[Excerpts from segmentation data]

::::::

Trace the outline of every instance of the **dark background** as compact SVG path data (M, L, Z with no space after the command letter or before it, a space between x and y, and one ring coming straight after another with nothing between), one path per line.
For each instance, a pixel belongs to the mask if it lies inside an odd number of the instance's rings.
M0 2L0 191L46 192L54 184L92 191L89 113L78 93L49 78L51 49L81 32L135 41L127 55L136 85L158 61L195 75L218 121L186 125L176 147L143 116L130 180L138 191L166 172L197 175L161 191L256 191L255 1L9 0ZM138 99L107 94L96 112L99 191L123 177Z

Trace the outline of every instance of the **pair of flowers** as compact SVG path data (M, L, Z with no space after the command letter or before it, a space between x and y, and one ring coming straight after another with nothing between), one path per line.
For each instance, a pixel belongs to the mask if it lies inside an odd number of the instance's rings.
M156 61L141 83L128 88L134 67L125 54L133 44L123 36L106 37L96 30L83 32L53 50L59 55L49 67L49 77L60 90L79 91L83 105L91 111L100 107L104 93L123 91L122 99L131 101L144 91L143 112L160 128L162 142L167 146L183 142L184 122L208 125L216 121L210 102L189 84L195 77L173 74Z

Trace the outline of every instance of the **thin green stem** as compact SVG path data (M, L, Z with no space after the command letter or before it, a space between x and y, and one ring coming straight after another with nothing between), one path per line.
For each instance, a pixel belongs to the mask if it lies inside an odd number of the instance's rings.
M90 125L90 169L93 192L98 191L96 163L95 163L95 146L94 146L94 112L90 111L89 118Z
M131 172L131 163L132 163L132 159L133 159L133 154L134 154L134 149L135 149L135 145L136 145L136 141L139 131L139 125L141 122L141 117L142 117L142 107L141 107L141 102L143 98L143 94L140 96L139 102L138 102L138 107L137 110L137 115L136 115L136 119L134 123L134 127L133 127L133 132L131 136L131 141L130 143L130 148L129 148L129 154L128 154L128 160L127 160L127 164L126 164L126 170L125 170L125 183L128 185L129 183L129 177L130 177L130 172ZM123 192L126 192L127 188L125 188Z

::::::

Copy every line of the data above without changing a single character.

Trace the outline of every instance of the **dark background** as compact SVG path data (M, L, Z with no space after the command letter or before it, a space between x and y, and one ring coming straight after another with nothing between), one path per line.
For each instance, a pixel belongs to the mask if it lies inside an odd number of the instance's rings.
M0 2L0 191L46 192L54 184L92 191L89 113L78 93L49 78L51 49L81 32L135 41L127 55L136 85L158 61L195 75L218 121L186 125L176 147L143 116L130 180L138 191L166 172L197 175L161 191L256 191L255 1L9 0ZM138 99L107 94L96 112L99 191L123 177Z

Trace the outline of every instance of the **pair of flowers** as compact SVG path data (M, L, Z with no space after the command letter or before it, a space between x and y, and one ring coming straight after another with nothing between), one path per line.
For each instance, a pixel belongs to the mask if it lies inside an odd number of the instance's rings.
M156 61L141 83L128 88L134 67L125 54L133 44L123 36L106 37L96 30L83 32L53 50L59 55L49 67L49 77L60 90L79 91L83 105L91 111L100 107L104 93L123 91L122 99L131 101L144 91L143 112L160 128L162 142L167 146L183 142L184 122L208 125L216 121L210 102L189 84L195 77L173 74Z

Trace the outline of every instance of the **thin green stem** as compact SVG path data (M, L, Z with no space after the command letter or before it, a space between x and y, and one ring coming straight after another with nothing between), one path per line.
For each instance, a pixel belongs to the mask if it lies inside an odd number of the instance's rings.
M90 125L90 169L93 192L98 191L96 163L95 163L95 146L94 146L94 112L90 111L89 118Z
M131 172L131 163L132 163L132 159L133 159L133 154L134 154L134 149L135 149L135 145L136 145L136 141L139 131L139 125L141 122L141 117L142 117L142 107L141 107L141 102L143 98L143 94L140 96L139 102L138 102L138 107L137 110L137 115L136 115L136 119L134 123L134 127L133 127L133 132L131 136L131 141L130 143L130 148L129 148L129 154L128 154L128 160L127 160L127 164L126 164L126 170L125 170L125 183L128 185L129 183L129 177L130 177L130 172ZM123 192L126 192L127 188L125 188Z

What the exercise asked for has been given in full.